> [WHAT YOU HAVE TO DO]: Please count the lines in the entries below that contain the word "gray", treating uppercase and lowercase as different, and reply with only the number.
>> start WORKING DATA
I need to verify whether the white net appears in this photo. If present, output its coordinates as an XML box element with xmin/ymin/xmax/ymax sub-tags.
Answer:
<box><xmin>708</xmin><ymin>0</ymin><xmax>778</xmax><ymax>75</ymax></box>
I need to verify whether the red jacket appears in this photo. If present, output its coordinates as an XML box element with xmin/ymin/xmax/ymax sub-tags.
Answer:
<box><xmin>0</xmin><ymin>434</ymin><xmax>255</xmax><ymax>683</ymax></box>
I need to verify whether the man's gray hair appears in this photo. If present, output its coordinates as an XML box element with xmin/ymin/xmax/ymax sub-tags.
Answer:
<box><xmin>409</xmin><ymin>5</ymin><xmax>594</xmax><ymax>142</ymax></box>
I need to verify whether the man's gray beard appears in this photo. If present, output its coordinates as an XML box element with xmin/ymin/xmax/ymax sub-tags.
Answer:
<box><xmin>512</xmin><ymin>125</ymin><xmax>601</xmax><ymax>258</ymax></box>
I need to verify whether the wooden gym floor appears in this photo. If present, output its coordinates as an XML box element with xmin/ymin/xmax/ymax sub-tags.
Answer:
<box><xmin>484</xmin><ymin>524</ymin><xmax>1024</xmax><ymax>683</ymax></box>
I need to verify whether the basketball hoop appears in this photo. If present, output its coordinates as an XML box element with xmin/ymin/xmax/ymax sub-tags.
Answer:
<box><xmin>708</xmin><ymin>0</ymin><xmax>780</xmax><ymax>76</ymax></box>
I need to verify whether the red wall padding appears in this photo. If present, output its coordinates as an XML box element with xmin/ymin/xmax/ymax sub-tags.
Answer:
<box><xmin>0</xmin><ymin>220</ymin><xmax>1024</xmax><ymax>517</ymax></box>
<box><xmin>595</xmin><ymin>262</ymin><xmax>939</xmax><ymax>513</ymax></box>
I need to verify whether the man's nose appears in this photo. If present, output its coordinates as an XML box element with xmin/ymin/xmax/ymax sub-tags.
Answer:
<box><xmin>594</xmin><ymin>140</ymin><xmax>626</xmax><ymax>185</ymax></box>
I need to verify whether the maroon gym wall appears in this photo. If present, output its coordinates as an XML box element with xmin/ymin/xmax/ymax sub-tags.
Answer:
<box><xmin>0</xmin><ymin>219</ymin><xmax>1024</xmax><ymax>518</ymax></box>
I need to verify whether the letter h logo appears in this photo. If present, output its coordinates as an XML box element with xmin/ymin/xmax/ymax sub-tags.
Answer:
>> end WORKING DATA
> [ANSWER IN FULL]: 2